Dataset entries
===============
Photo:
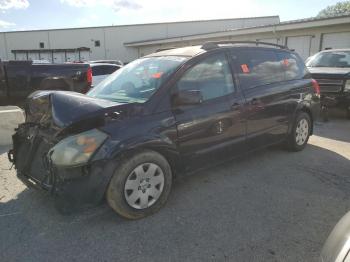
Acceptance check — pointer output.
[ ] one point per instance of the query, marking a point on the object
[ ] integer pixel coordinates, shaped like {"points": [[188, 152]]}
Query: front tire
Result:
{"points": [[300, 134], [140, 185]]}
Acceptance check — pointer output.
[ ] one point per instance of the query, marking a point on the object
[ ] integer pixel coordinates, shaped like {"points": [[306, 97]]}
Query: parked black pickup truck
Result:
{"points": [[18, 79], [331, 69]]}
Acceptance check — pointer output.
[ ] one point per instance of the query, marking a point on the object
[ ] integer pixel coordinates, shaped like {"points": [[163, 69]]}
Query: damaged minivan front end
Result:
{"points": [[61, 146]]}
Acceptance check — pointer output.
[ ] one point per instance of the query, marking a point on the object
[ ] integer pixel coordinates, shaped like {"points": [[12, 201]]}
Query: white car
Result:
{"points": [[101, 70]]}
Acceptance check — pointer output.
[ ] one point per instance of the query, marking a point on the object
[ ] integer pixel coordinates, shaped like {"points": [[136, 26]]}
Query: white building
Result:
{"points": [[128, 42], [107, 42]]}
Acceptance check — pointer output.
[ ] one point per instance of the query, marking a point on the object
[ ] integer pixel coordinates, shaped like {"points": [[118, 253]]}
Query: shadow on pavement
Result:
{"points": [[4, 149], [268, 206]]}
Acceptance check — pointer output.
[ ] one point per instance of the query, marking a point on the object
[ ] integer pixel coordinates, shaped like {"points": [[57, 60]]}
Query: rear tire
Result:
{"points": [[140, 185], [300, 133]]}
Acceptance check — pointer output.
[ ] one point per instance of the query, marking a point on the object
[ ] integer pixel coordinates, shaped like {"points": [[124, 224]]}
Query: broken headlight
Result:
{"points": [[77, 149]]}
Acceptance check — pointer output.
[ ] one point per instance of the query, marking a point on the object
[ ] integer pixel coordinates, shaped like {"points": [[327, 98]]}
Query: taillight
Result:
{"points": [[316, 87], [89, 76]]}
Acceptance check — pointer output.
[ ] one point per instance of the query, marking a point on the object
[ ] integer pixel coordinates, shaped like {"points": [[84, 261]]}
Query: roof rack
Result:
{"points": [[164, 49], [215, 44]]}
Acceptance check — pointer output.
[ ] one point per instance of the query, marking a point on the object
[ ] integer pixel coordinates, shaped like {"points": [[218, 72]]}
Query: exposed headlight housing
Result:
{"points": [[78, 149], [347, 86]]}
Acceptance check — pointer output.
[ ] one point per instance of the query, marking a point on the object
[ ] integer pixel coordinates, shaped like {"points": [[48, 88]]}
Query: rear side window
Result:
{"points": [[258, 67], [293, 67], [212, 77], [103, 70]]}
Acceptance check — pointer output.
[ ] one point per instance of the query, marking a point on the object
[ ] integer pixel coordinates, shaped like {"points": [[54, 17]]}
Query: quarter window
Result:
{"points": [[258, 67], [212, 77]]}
===============
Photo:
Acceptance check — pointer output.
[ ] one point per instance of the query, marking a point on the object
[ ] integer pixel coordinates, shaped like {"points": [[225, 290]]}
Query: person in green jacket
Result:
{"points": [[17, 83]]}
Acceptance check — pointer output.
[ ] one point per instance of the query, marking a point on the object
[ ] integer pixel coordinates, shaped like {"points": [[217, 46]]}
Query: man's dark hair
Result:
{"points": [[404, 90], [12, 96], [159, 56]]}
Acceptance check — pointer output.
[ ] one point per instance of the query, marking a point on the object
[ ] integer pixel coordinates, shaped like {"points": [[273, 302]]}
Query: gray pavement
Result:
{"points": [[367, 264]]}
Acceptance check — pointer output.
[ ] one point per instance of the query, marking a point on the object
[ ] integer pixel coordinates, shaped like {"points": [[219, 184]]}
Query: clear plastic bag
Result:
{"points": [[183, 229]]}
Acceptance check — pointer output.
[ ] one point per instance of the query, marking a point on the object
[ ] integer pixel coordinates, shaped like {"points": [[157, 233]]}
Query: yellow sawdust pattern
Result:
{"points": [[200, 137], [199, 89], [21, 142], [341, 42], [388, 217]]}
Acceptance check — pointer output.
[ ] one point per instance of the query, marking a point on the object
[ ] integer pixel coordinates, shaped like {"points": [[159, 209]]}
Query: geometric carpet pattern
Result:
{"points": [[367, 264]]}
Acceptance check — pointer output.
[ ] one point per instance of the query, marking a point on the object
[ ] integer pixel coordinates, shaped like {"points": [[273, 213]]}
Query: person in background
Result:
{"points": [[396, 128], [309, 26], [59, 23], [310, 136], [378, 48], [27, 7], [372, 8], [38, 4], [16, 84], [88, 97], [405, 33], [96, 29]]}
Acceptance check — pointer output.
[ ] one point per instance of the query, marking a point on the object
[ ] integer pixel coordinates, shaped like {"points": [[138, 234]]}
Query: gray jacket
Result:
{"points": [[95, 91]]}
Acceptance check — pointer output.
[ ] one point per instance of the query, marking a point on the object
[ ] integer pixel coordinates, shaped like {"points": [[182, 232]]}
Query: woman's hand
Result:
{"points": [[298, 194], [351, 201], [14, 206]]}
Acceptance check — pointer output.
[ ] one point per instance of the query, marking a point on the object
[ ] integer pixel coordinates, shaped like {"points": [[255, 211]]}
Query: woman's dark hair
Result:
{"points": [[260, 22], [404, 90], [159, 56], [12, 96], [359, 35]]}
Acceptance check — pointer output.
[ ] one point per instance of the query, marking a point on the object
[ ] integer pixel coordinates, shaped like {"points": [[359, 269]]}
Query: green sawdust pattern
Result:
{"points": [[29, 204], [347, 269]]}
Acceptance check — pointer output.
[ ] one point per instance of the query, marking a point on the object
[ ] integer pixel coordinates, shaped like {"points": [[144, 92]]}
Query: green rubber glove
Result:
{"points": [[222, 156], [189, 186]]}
===============
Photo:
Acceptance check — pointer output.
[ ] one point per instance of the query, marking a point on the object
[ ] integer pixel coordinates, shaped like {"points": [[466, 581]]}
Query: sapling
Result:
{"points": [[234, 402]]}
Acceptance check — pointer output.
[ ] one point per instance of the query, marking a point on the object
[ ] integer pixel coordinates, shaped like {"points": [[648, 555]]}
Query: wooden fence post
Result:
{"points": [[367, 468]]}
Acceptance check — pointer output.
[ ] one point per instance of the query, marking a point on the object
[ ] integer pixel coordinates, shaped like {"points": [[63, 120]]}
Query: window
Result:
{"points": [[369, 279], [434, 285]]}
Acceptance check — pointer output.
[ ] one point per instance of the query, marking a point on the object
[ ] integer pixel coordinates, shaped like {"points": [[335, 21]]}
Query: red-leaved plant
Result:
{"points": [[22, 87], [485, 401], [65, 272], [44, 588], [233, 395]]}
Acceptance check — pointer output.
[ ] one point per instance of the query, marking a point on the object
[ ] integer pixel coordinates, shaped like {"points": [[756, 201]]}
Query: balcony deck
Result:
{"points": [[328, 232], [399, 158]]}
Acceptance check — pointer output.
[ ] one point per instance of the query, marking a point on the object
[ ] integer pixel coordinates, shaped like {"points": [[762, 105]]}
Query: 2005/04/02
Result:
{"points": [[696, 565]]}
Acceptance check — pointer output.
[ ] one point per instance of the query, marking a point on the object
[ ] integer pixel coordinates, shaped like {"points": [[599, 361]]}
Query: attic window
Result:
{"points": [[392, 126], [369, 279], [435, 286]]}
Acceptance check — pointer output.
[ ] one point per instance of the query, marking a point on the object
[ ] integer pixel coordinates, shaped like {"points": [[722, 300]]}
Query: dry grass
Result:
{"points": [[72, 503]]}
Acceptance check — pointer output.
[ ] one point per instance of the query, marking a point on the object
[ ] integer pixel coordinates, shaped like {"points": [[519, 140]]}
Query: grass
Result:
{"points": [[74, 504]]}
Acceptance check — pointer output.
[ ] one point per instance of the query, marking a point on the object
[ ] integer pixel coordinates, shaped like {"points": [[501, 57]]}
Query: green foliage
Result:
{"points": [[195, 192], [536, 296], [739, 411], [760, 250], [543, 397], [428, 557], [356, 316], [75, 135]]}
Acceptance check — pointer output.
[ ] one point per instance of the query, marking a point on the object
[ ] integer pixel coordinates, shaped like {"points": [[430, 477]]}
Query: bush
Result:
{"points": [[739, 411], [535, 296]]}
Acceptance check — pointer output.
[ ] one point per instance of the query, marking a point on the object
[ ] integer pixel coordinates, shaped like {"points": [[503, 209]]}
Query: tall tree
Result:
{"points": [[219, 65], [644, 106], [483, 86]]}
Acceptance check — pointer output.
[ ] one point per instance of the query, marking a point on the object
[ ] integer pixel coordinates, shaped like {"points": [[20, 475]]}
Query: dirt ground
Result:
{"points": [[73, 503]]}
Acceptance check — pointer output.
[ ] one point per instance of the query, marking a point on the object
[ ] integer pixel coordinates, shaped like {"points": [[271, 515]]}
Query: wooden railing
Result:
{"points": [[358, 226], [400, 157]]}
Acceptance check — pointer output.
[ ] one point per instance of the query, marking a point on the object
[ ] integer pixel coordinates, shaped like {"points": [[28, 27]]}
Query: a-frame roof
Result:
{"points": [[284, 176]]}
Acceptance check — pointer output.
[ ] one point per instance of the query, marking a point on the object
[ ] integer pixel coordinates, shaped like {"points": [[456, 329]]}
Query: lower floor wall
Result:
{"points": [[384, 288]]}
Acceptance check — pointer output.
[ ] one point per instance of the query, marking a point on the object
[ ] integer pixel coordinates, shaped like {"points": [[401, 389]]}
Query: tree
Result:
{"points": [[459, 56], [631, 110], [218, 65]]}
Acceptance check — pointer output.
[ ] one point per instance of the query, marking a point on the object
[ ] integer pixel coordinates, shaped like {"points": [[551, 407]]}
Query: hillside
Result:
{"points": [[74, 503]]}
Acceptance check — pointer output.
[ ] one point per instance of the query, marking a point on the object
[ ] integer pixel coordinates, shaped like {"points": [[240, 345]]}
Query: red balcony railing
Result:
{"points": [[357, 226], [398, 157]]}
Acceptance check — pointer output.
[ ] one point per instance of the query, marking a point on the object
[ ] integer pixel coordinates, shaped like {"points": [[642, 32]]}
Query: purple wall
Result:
===============
> TASK DIRECTIONS
Copy out the lines above that hold the string "sawdust".

> EXERCISE ANSWER
Query: yellow sawdust pattern
Query: green sawdust pattern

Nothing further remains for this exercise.